• **Written exercise**
Produce an exact copy of the lines from the line containing "If you could mark the white van" through the last line of the entries below, and only those lines.

Start Provided records

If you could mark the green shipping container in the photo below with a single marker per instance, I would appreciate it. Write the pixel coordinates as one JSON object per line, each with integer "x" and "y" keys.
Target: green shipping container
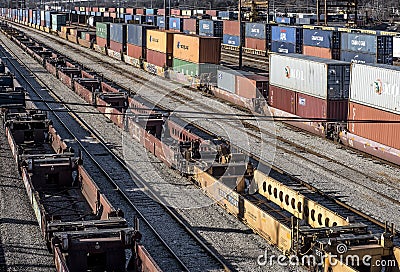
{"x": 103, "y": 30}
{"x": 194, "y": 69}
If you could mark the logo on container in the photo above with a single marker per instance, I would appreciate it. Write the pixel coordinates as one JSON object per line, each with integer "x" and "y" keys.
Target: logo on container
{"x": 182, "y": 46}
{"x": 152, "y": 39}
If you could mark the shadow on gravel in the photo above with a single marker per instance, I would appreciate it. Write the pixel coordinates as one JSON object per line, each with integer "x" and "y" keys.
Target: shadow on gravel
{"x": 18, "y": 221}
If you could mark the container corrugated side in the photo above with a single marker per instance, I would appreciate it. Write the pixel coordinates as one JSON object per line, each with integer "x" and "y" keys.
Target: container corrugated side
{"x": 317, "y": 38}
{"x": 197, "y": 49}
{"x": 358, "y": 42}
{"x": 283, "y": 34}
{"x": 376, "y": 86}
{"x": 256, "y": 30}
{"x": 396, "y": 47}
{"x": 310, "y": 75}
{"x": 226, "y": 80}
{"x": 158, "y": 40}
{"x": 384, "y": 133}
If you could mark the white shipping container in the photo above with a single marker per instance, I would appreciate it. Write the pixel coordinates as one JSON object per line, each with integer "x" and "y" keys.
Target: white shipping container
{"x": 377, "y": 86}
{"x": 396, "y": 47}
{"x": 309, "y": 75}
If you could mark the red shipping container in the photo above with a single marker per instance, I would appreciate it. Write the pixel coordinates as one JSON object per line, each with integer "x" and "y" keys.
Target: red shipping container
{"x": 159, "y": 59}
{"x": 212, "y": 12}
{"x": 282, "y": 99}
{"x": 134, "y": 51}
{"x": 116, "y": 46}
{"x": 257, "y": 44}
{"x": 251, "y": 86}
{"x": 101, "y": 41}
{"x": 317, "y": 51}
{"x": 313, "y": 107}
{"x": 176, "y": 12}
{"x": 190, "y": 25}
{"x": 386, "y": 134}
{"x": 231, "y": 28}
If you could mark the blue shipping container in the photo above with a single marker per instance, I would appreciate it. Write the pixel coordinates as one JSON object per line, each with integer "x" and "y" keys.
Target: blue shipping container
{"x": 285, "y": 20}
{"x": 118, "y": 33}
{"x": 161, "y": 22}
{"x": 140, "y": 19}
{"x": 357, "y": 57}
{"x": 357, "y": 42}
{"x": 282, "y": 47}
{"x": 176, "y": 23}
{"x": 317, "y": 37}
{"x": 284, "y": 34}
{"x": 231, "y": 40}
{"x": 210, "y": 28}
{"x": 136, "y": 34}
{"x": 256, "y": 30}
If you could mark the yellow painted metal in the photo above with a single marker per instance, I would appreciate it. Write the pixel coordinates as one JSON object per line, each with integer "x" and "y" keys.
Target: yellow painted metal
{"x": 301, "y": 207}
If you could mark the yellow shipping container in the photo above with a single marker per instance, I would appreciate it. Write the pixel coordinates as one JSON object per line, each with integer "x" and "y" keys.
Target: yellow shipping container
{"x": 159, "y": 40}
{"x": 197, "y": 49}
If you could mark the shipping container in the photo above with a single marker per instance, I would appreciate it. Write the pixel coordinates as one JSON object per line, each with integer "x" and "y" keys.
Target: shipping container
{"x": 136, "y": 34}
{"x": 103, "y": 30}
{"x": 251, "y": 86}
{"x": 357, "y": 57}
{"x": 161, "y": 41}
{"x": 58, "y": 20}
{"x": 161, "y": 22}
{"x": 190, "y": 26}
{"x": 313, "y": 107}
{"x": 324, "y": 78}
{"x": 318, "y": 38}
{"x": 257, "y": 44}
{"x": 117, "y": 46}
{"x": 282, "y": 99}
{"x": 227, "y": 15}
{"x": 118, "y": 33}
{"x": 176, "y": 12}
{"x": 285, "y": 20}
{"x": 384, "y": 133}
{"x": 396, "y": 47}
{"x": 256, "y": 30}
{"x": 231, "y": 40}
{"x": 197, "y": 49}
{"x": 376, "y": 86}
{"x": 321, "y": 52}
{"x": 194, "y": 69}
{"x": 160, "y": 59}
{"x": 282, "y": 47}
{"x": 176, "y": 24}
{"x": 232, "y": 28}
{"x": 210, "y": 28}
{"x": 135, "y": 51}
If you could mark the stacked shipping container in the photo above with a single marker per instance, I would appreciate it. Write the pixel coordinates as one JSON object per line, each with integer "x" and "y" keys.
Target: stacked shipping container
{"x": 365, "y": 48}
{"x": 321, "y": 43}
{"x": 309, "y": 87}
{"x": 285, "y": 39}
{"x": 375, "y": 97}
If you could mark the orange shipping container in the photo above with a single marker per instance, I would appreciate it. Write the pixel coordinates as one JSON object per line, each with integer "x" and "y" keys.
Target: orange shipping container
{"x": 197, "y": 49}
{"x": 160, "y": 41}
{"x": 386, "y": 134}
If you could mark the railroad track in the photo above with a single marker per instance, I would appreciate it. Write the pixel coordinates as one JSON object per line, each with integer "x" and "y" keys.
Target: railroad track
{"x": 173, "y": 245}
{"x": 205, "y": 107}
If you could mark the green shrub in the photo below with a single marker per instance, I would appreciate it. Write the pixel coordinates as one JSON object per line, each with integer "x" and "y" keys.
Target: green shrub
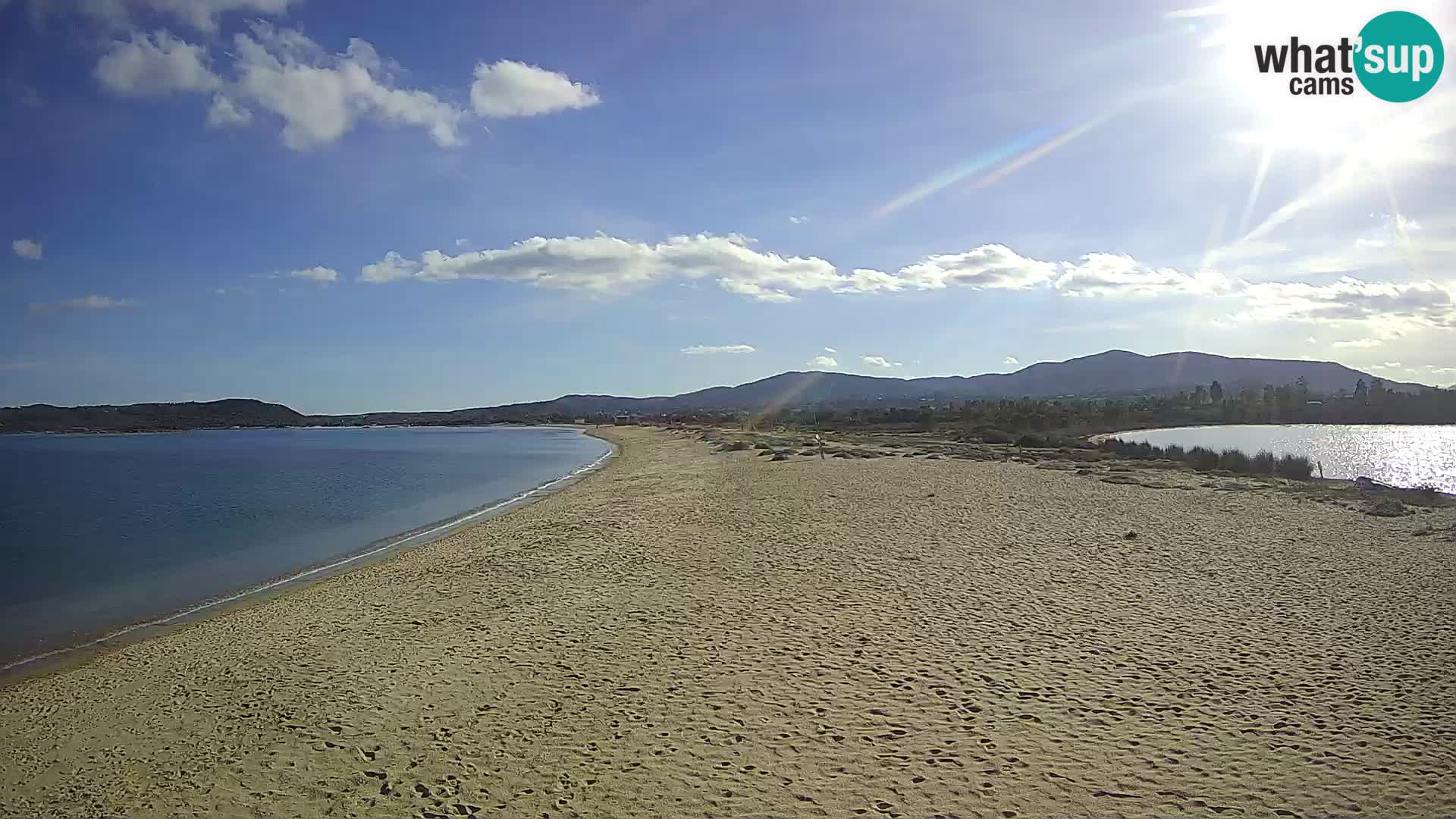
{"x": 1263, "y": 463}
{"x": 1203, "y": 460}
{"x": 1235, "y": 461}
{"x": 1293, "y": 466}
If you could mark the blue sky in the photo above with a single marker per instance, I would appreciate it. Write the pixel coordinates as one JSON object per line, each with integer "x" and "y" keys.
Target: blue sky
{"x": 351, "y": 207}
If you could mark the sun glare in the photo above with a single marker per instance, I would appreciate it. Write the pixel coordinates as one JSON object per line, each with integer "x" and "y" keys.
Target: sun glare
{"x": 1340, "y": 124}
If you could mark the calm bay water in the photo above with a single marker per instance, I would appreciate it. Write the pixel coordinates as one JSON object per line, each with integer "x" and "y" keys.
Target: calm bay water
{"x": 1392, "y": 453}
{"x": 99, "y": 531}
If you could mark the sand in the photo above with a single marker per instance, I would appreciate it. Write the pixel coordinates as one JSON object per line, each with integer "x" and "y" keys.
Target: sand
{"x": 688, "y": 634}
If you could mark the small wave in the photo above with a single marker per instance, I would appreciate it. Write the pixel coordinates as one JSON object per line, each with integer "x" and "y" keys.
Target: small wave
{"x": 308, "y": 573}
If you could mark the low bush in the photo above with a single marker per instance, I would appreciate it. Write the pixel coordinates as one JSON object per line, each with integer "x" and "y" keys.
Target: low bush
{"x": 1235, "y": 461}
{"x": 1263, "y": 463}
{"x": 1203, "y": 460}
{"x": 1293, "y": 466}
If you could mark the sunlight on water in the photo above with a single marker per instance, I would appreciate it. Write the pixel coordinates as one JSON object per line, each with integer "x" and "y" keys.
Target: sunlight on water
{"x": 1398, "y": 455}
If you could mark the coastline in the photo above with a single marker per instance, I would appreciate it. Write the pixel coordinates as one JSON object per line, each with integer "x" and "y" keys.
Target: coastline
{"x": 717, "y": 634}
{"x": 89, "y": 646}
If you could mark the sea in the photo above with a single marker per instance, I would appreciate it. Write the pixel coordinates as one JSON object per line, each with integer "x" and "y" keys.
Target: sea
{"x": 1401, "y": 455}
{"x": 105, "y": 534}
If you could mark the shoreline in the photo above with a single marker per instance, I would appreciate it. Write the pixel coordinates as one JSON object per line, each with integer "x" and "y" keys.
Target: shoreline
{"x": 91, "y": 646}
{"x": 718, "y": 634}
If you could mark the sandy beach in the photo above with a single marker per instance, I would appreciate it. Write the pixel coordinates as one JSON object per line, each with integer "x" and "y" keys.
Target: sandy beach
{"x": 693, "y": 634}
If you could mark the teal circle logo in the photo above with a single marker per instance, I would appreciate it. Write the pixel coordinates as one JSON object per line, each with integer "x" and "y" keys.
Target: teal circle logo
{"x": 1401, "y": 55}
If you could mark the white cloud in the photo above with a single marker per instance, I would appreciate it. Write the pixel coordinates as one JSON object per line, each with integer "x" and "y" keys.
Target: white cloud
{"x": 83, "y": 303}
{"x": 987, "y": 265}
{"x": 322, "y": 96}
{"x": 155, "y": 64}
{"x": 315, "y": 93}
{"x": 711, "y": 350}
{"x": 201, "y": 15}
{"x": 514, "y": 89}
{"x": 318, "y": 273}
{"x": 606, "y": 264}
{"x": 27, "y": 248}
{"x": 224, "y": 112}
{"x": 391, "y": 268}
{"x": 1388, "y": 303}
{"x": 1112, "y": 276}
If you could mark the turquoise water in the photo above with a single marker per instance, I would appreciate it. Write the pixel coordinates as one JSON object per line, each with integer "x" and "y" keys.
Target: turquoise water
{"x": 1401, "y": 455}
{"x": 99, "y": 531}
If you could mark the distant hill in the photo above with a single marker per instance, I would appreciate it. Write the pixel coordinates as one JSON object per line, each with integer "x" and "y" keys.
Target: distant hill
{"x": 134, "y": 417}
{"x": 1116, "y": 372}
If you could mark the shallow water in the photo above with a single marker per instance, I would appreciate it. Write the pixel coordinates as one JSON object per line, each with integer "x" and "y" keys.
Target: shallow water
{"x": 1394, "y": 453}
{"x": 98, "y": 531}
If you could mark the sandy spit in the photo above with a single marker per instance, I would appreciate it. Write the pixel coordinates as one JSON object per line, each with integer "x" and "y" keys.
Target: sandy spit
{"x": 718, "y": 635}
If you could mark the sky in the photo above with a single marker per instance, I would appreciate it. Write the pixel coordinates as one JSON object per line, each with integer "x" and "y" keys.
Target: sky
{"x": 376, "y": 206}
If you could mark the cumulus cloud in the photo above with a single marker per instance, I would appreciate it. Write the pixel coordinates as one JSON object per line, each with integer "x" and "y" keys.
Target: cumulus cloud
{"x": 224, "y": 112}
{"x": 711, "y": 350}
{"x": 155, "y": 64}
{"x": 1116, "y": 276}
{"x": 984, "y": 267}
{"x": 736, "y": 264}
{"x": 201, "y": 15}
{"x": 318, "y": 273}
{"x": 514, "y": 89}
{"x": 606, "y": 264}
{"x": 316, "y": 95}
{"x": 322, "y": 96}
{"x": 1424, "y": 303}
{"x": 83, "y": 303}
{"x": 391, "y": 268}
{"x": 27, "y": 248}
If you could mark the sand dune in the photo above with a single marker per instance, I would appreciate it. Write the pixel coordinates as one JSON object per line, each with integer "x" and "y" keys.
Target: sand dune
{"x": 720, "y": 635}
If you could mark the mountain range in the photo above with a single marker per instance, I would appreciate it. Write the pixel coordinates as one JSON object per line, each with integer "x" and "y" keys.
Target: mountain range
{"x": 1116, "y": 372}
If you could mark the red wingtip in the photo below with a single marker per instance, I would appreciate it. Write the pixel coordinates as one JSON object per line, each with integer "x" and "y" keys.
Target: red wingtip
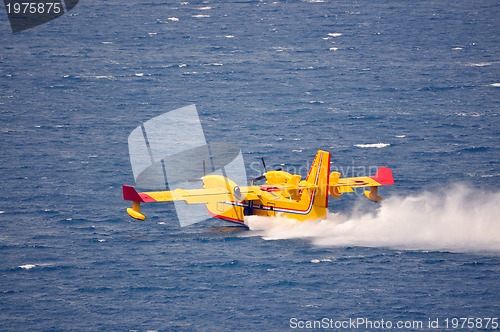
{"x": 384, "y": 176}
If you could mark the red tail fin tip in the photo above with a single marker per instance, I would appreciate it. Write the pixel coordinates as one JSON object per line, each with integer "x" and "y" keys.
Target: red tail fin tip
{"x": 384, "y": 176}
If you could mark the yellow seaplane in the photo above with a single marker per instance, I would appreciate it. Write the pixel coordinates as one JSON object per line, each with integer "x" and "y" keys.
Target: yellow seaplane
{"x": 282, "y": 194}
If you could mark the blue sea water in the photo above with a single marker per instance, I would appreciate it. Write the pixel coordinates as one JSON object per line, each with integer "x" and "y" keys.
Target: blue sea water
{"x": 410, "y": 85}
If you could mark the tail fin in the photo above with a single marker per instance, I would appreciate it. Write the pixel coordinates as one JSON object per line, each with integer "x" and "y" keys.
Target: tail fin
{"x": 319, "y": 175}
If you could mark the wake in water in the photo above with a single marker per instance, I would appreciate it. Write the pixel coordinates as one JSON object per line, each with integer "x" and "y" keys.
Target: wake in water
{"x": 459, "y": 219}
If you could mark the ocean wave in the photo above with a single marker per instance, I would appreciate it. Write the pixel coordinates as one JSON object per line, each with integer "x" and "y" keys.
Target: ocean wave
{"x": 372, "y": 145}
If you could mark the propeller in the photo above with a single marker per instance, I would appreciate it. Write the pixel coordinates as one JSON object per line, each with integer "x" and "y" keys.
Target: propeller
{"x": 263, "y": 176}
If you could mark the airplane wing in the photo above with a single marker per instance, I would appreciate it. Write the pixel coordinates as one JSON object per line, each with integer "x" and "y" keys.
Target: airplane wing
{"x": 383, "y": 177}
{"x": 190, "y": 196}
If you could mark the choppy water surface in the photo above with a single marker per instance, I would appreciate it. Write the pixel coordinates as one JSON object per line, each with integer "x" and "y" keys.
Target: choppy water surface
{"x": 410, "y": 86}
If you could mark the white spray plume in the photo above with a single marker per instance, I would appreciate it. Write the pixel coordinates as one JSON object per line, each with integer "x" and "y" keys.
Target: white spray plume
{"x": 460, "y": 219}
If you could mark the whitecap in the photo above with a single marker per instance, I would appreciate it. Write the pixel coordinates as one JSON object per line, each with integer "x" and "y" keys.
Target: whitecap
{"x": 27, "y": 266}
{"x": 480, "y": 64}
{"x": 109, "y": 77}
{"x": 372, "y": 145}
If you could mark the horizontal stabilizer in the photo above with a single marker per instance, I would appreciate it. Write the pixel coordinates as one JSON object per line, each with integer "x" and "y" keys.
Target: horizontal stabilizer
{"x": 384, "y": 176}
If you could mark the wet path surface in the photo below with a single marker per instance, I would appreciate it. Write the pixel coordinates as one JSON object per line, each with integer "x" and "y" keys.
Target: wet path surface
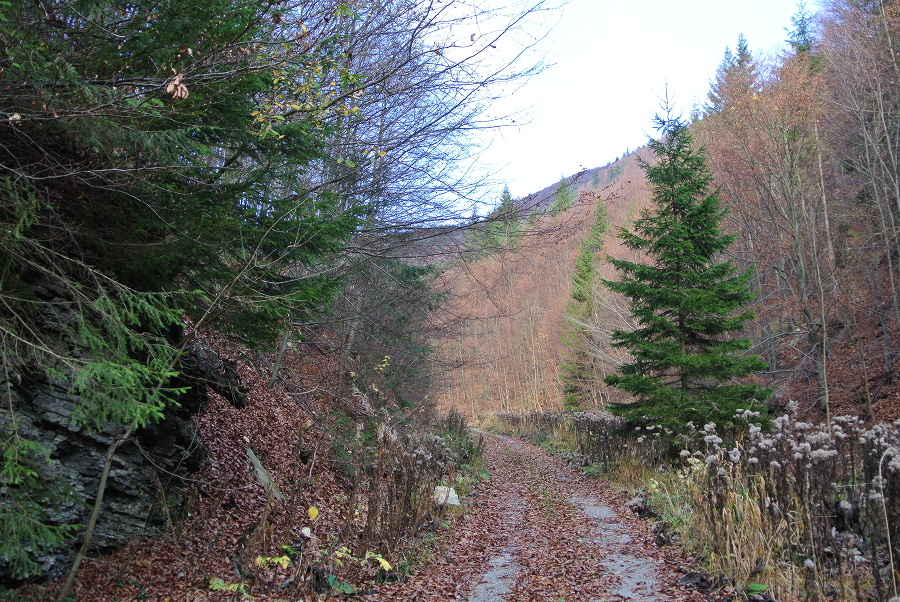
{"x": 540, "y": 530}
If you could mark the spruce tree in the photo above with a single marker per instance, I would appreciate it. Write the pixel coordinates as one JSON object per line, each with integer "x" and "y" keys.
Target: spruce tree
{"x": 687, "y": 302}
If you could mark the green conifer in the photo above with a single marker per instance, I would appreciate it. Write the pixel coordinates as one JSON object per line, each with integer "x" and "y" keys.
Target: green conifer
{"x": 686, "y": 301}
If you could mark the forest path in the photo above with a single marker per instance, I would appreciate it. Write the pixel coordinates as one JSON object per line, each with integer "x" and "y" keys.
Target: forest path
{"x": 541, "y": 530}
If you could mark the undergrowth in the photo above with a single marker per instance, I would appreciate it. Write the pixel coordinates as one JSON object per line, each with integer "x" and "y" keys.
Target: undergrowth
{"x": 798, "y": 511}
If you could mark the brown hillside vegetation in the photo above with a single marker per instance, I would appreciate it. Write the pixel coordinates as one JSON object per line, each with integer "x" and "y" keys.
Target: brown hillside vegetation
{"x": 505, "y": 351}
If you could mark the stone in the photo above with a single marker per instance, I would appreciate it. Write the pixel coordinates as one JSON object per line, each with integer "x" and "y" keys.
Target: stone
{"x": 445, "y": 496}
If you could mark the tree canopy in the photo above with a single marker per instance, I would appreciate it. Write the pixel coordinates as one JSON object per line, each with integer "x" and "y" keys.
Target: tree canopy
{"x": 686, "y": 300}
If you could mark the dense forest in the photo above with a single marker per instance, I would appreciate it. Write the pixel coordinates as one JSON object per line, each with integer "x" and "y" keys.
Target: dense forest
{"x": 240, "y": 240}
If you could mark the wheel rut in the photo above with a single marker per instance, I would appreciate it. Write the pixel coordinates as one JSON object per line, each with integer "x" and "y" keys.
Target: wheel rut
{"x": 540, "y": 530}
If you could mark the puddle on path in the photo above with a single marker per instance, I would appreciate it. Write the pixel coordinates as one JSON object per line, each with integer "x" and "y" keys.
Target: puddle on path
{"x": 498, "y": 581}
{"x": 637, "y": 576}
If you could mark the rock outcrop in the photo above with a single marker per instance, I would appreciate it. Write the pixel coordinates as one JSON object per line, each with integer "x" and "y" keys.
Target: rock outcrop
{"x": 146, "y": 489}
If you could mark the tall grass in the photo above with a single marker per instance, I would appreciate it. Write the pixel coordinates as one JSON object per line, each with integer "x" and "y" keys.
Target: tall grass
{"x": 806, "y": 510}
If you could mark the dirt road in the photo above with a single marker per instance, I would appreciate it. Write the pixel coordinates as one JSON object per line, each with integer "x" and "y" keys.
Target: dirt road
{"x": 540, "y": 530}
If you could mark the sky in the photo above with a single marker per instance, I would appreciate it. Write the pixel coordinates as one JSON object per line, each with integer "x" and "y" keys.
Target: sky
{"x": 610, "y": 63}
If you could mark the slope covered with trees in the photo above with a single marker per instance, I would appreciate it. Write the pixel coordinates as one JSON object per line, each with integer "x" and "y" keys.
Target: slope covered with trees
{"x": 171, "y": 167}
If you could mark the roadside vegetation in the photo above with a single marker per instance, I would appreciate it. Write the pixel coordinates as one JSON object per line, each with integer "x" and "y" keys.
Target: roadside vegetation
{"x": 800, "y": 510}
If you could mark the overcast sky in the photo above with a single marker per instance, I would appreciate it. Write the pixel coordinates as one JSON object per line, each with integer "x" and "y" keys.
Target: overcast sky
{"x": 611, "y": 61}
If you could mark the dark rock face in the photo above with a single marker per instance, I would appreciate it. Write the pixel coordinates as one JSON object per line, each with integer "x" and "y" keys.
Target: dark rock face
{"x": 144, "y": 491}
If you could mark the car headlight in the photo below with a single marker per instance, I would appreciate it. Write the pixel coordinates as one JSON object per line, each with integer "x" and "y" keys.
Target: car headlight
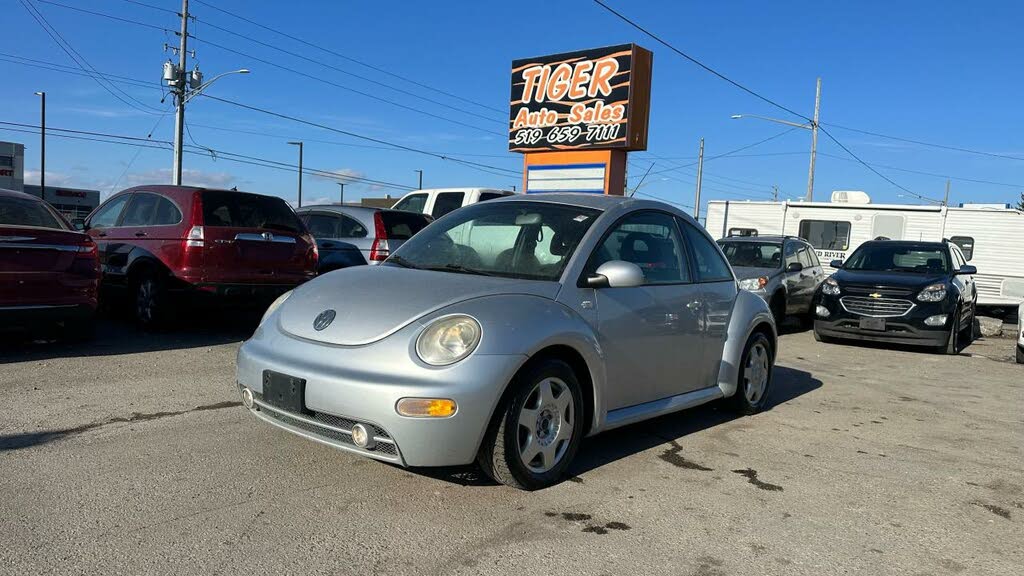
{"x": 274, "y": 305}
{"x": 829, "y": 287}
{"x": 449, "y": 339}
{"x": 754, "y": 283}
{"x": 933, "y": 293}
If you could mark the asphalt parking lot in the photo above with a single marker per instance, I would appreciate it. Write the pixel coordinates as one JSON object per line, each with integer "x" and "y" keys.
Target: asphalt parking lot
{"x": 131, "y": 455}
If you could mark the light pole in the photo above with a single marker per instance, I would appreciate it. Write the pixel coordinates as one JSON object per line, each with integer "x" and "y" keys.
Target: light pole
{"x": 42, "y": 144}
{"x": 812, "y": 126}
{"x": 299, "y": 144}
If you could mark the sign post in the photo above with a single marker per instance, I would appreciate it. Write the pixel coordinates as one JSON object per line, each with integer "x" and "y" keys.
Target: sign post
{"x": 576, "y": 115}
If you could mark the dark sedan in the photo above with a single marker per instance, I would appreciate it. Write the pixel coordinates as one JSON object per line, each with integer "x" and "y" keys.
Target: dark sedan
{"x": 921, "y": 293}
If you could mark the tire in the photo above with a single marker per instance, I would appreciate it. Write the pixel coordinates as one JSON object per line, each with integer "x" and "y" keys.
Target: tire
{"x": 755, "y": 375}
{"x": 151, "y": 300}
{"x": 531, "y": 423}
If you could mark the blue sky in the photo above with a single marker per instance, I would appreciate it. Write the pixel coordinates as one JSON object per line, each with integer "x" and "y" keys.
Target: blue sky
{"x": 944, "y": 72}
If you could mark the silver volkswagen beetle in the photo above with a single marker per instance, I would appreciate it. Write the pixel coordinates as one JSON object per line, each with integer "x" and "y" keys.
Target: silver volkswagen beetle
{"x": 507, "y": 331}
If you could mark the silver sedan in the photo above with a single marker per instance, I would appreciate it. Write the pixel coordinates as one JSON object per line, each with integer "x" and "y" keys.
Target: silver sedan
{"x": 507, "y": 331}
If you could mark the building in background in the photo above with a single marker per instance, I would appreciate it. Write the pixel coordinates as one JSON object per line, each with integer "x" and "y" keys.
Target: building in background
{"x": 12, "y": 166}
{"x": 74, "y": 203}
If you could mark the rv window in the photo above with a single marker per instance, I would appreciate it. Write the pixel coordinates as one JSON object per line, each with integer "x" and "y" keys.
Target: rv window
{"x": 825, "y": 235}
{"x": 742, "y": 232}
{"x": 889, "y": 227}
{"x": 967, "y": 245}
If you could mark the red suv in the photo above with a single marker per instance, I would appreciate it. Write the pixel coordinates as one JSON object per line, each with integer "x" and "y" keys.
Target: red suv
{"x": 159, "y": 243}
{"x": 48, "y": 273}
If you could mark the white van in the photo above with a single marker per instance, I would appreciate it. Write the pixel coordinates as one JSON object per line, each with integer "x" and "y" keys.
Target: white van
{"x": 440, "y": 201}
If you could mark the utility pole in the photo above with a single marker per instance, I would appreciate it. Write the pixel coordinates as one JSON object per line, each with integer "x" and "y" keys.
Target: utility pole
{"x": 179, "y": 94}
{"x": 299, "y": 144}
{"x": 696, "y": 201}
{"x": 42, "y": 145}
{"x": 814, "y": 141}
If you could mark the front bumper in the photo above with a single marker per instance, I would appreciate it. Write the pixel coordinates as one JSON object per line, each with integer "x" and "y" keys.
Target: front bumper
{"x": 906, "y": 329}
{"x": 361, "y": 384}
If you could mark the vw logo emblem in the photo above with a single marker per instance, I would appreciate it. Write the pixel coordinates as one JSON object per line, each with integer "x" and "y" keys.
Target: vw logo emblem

End Provided records

• **Result for this exercise**
If you could mark the white van in the photo above with a single marker per instance, I would appreciate it. Write the pixel coordinates as one JSON object per line, each with integer "x" and "y" keys.
Target: white van
{"x": 440, "y": 201}
If you could mark the utility pole in the photo above with a single marker per instance, I would appreciate it. Write the pixel coordinates as one JSON object per line, each with integer "x" and "y" keys.
Target: utility pole
{"x": 179, "y": 94}
{"x": 299, "y": 144}
{"x": 696, "y": 201}
{"x": 42, "y": 145}
{"x": 814, "y": 141}
If you could mark the front bumper in the photo above with a single marker per instance, I would appreciate it. Write the pixel coordinates as one JSON object per line, each with integer "x" and "y" keys.
Target: front bumper
{"x": 906, "y": 329}
{"x": 361, "y": 384}
If you could mark the vw logo emblem in the photo above with a single marker per instance, I would appreciate it. Write the pixel coordinates as one JSON object per line, each with integer "x" and "y" keys.
Target: vw logo emblem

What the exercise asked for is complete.